TASK —
After reading the data below, copy out every line that contains the word "blue".

□ □ □ □

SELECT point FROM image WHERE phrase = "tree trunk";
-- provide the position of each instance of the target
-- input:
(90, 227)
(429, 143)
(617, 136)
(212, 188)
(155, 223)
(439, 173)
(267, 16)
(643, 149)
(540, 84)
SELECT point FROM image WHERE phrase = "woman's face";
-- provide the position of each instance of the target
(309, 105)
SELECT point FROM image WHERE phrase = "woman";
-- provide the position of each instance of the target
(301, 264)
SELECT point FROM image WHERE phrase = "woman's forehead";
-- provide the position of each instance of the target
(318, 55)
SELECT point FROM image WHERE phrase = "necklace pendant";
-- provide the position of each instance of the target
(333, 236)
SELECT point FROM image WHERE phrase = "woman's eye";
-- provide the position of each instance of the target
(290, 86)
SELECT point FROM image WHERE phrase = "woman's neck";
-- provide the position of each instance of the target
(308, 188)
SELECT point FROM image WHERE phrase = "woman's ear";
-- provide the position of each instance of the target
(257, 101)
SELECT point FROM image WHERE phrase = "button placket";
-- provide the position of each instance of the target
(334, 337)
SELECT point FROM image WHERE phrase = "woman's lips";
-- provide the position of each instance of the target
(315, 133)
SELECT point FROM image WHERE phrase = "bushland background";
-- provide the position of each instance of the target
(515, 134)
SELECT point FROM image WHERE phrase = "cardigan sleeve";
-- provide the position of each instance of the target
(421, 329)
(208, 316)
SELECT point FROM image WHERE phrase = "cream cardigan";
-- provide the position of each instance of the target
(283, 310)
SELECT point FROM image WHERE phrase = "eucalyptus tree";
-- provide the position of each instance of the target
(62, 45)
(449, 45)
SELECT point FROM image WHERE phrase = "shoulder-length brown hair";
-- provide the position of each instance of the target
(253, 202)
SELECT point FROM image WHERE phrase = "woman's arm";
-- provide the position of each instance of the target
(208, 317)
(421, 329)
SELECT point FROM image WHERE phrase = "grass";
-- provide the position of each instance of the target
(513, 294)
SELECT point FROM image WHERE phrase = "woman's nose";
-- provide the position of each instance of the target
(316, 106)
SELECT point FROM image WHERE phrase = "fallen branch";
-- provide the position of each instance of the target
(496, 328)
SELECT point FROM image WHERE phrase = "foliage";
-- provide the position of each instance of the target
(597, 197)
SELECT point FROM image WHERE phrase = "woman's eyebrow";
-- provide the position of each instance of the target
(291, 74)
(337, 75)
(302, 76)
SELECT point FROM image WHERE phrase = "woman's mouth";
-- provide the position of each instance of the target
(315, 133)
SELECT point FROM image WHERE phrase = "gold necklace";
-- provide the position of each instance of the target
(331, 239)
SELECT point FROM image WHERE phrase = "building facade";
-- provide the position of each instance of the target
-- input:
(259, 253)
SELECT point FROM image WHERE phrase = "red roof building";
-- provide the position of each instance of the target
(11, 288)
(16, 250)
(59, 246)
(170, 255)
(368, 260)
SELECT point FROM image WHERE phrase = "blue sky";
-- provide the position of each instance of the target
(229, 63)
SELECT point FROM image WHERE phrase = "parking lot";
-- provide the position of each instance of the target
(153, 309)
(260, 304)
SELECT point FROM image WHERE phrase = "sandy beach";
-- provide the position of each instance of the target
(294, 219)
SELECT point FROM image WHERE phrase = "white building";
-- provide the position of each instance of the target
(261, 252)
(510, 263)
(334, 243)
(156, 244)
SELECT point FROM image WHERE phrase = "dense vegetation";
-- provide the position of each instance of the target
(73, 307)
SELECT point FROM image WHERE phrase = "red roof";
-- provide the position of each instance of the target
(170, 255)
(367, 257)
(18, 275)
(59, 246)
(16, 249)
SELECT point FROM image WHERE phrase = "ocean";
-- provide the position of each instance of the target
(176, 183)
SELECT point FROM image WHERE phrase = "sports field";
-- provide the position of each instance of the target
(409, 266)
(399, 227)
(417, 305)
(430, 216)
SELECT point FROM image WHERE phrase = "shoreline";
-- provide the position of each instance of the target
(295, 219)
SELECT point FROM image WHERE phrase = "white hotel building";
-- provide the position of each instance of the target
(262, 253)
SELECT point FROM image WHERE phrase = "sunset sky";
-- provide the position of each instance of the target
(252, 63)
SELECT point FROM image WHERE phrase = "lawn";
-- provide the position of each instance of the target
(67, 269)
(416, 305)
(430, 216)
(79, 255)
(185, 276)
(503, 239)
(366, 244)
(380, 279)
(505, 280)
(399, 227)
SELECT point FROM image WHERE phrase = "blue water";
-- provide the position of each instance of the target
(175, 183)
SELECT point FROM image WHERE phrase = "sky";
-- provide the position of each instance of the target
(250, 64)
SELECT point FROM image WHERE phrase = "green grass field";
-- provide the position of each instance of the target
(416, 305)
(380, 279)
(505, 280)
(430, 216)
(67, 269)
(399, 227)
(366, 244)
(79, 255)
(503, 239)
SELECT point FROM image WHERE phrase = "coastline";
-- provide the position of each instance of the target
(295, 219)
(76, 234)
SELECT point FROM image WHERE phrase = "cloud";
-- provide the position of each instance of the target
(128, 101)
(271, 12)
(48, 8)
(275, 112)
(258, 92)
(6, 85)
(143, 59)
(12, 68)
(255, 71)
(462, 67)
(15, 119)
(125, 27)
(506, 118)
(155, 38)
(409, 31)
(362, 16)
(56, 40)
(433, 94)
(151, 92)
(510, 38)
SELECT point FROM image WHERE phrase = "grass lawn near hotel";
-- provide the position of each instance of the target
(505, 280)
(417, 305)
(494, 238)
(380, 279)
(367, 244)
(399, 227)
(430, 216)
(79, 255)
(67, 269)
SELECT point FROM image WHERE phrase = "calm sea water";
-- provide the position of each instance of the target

□ □ □ □

RESULT OF THIS TASK —
SELECT point FROM image WHERE phrase = "blue sky";
SELECT point FROM image WHERE phrase = "blue water";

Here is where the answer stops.